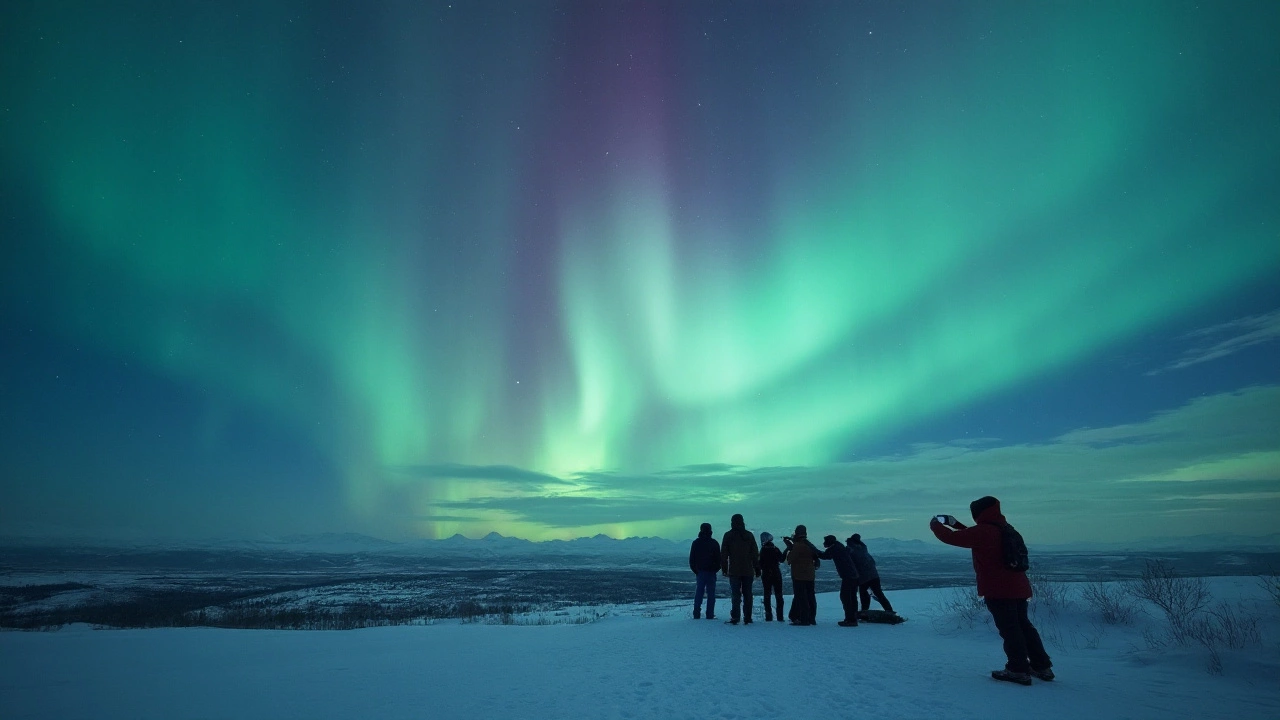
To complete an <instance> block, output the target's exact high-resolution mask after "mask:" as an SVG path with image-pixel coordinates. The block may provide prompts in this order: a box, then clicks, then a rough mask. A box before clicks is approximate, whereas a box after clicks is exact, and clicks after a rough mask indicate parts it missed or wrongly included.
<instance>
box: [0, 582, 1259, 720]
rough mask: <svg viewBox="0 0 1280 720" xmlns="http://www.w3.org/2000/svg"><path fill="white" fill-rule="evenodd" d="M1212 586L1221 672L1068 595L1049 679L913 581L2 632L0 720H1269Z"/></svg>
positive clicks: (1232, 586)
mask: <svg viewBox="0 0 1280 720" xmlns="http://www.w3.org/2000/svg"><path fill="white" fill-rule="evenodd" d="M719 584H721V588H719V589H721V592H724V591H726V589H727V588H726V587H724V585H726V584H727V583H724V582H721V583H719ZM1211 585H1212V588H1213V594H1215V597H1216V598H1219V600H1231V601H1233V602H1234V601H1240V602H1242V603H1243V607H1245V609H1249V610H1251V611H1253V612H1256V614H1257V615H1258V616H1261V618H1262V620H1263V621H1262V629H1263V641H1262V646H1261V647H1254V648H1251V650H1242V651H1225V652H1224V655H1222V665H1224V671H1222V675H1211V674H1208V673H1207V671H1206V659H1207V653H1206V651H1204V650H1203V648H1199V647H1189V648H1175V650H1158V651H1153V650H1148V648H1147V644H1146V643H1144V641H1143V638H1142V630H1143V629H1157V628H1158V626H1160V623H1158V621H1157V620H1156V619H1153V618H1140V619H1139V620H1138V621H1137V623H1135V624H1134V625H1133V626H1112V625H1107V626H1103V625H1098V624H1097V623H1096V621H1094V620H1093V619H1092V618H1091V616H1089V614H1088V611H1087V610H1085V609H1084V607H1083V605H1082V603H1079V601H1076V603H1075V605H1074V606H1070V605H1069V606H1066V607H1065V609H1062V610H1061V611H1059V612H1056V614H1053V616H1052V618H1050V616H1048V615H1046V614H1044V611H1043V610H1042V611H1041V618H1039V619H1038V620H1037V624H1038V625H1039V626H1041V630H1042V633H1044V634H1046V637H1048V638H1050V643H1048V647H1050V652H1051V655H1052V656H1053V661H1055V670H1056V671H1057V674H1059V680H1057V682H1053V683H1041V682H1037V683H1036V684H1034V685H1033V687H1029V688H1024V687H1020V685H1012V684H1007V683H998V682H995V680H992V679H991V678H989V676H988V673H989V670H992V669H995V667H998V666H1001V665H1002V655H1001V650H1000V638H998V635H997V634H996V632H995V630H993V629H992V628H991V626H989V624H988V623H987V621H986V618H984V616H978V618H979V619H978V621H977V624H974V625H973V626H964V623H957V621H956V619H955V616H951V615H948V614H946V612H943V611H942V610H941V609H940V607H938V602H940V601H941V600H943V598H945V597H947V596H948V592H951V591H940V589H920V591H902V592H896V593H891V597H890V600H891V601H892V602H893V603H895V606H896V607H897V609H899V610H900V612H901V614H902V615H905V616H908V618H910V620H909V621H908V623H905V624H901V625H869V624H863V625H861V626H859V628H840V626H837V625H836V620H838V619H840V610H838V607H840V602H838V600H837V597H836V596H835V594H832V593H824V594H820V596H818V603H819V612H818V623H819V624H818V626H814V628H792V626H788V625H786V624H780V623H764V621H763V618H762V616H760V615H759V612H758V614H756V623H755V624H753V625H750V626H742V625H739V626H728V625H724V624H723V623H722V621H721V620H714V621H708V620H692V619H690V616H689V607H687V606H689V605H690V603H684V602H682V603H678V605H676V603H650V605H639V606H617V607H612V609H609V610H608V615H607V616H604V618H603V619H602V620H598V621H594V623H589V624H553V625H500V624H493V625H490V624H483V623H474V624H458V623H440V624H435V625H419V626H397V628H375V629H365V630H346V632H301V630H298V632H289V630H221V629H207V628H193V629H151V630H93V629H90V628H86V626H73V628H67V629H63V630H59V632H51V633H40V632H8V633H0V717H5V719H8V720H17V719H24V717H58V719H73V717H93V719H110V717H128V719H151V717H155V719H165V720H177V719H188V717H191V719H195V717H212V719H223V717H227V719H255V717H264V719H285V717H300V719H308V720H310V719H326V717H431V719H447V717H467V719H475V717H504V719H506V717H513V719H518V717H557V719H559V717H618V719H627V717H698V719H705V717H733V719H741V717H796V716H803V717H851V716H859V717H913V719H919V717H954V719H966V717H983V719H986V717H1020V719H1025V717H1034V716H1041V715H1043V714H1051V715H1052V716H1055V717H1089V719H1091V720H1103V719H1108V717H1231V719H1233V720H1243V719H1248V717H1266V719H1275V717H1280V652H1277V644H1276V639H1277V638H1276V633H1277V630H1280V621H1277V620H1280V619H1277V610H1276V606H1275V603H1274V602H1272V601H1271V598H1268V597H1266V596H1265V594H1263V593H1262V591H1261V588H1258V585H1257V583H1256V580H1253V579H1252V578H1215V579H1212V580H1211ZM691 587H692V583H690V589H691ZM756 587H759V585H756ZM756 602H759V598H758V600H756ZM787 602H788V603H790V597H788V598H787ZM728 611H730V605H728V600H726V598H721V600H719V602H718V605H717V615H719V616H721V619H723V618H727V616H728ZM563 618H564V616H553V618H550V619H553V620H554V619H563ZM567 618H572V615H570V616H567ZM524 620H526V621H530V620H534V619H532V618H526V619H524Z"/></svg>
• • •
* Exercise details
Would you copy all the material exactly, dropping the pictures?

* Your solution
To complete an <instance> block, output the target's exact high-resolution mask after "mask:" as an SVG path with image-pixel coordinates. The block may provide prompts in this order: a box, then clicks, then a rough mask. A box before clicks is approximate, whereas a box after clicks is exact, and clicks after a rough mask indicate parts it missed or wrongly included.
<instance>
box: [0, 582, 1259, 720]
rough mask: <svg viewBox="0 0 1280 720" xmlns="http://www.w3.org/2000/svg"><path fill="white" fill-rule="evenodd" d="M1212 586L1221 672L1068 595L1049 679L913 581L2 632L0 720H1269Z"/></svg>
positive clicks: (1232, 586)
mask: <svg viewBox="0 0 1280 720" xmlns="http://www.w3.org/2000/svg"><path fill="white" fill-rule="evenodd" d="M719 584H721V588H719V589H721V592H724V591H726V589H727V588H726V587H724V585H726V584H727V583H724V582H721V583H719ZM1211 585H1212V588H1213V594H1215V597H1216V598H1219V600H1231V601H1233V602H1234V601H1240V602H1242V603H1243V607H1245V609H1249V610H1251V611H1253V612H1256V614H1257V615H1258V616H1261V618H1262V620H1263V621H1262V629H1263V641H1262V646H1261V647H1254V648H1251V650H1242V651H1225V652H1224V655H1222V665H1224V671H1222V675H1211V674H1208V673H1207V671H1206V659H1207V653H1206V651H1204V650H1203V648H1199V647H1189V648H1175V650H1158V651H1153V650H1148V648H1147V644H1146V643H1144V641H1143V638H1142V630H1143V629H1157V628H1158V626H1160V623H1158V621H1157V620H1156V619H1153V618H1140V619H1139V620H1138V621H1137V623H1135V624H1134V625H1133V626H1112V625H1107V626H1103V625H1098V624H1097V623H1096V621H1094V620H1093V619H1092V618H1091V616H1089V614H1088V611H1087V610H1085V609H1084V607H1083V605H1082V603H1079V601H1076V603H1075V605H1074V606H1070V605H1069V606H1066V607H1065V609H1062V610H1061V611H1059V612H1056V614H1053V616H1052V618H1050V616H1048V615H1046V614H1044V611H1043V610H1042V611H1041V618H1039V619H1038V620H1037V624H1038V625H1039V626H1041V630H1042V633H1044V634H1046V637H1048V638H1050V643H1048V647H1050V652H1051V655H1052V656H1053V661H1055V670H1056V671H1057V674H1059V680H1057V682H1053V683H1041V682H1037V683H1036V684H1034V685H1033V687H1029V688H1024V687H1020V685H1012V684H1007V683H998V682H995V680H992V679H991V678H989V676H988V673H989V670H992V669H995V667H998V666H1001V665H1002V655H1001V650H1000V638H998V635H997V634H996V632H995V630H993V629H992V628H991V626H989V624H988V623H987V621H986V618H984V616H978V618H979V619H978V621H977V624H974V625H973V626H964V623H957V621H956V619H955V616H951V615H948V614H946V612H943V611H942V610H941V609H940V607H938V602H940V601H941V600H943V598H945V597H947V596H948V592H951V591H940V589H920V591H902V592H896V593H891V597H890V600H891V601H892V602H893V603H895V606H896V607H897V609H899V610H900V612H901V614H902V615H905V616H908V618H910V620H909V621H908V623H905V624H901V625H869V624H863V625H861V626H859V628H840V626H837V625H836V620H838V619H840V610H838V607H840V602H838V600H837V597H836V596H835V594H832V593H824V594H820V596H818V603H819V612H818V623H819V624H818V626H814V628H792V626H788V625H786V624H780V623H764V621H763V618H762V616H760V615H759V612H758V614H756V623H755V624H753V625H750V626H742V625H739V626H728V625H724V624H723V623H722V621H721V620H714V621H708V620H692V619H690V616H689V607H687V606H689V605H690V603H684V602H682V603H678V605H676V603H650V605H639V606H617V607H612V609H609V610H608V615H607V616H604V618H603V619H602V620H598V621H594V623H589V624H553V625H500V624H493V625H490V624H483V623H474V624H458V623H440V624H435V625H419V626H397V628H375V629H365V630H346V632H301V630H298V632H289V630H221V629H207V628H193V629H151V630H93V629H90V628H86V626H73V628H67V629H63V630H59V632H51V633H40V632H8V633H0V717H5V719H8V720H17V719H24V717H58V719H73V717H93V719H110V717H128V719H151V717H155V719H165V720H177V719H188V717H191V719H195V717H212V719H223V717H227V719H255V717H264V719H285V717H300V719H308V720H310V719H326V717H431V719H447V717H467V719H475V717H504V719H506V717H513V719H518V717H557V719H559V717H618V719H627V717H698V719H705V717H733V719H741V717H796V716H803V717H851V716H859V717H913V719H919V717H954V719H966V717H983V719H986V717H1020V719H1025V717H1034V716H1041V715H1043V714H1051V715H1052V716H1055V717H1089V719H1091V720H1103V719H1108V717H1231V719H1233V720H1243V719H1248V717H1266V719H1275V717H1280V652H1277V644H1276V639H1277V638H1276V633H1277V630H1280V621H1277V620H1280V619H1277V610H1276V606H1275V603H1274V602H1272V601H1271V598H1268V597H1266V596H1265V594H1263V593H1262V591H1261V588H1258V585H1257V583H1256V580H1253V579H1252V578H1215V579H1212V580H1211ZM691 587H692V583H690V589H691ZM756 587H759V585H756ZM756 602H759V598H758V600H756ZM787 602H788V603H790V597H788V598H787ZM728 611H730V605H728V600H726V598H721V600H719V602H718V605H717V615H719V616H721V619H723V618H727V616H728ZM563 618H564V616H553V618H550V619H553V620H554V619H563ZM567 618H572V615H570V616H567ZM524 620H526V621H530V620H534V619H532V618H526V619H524Z"/></svg>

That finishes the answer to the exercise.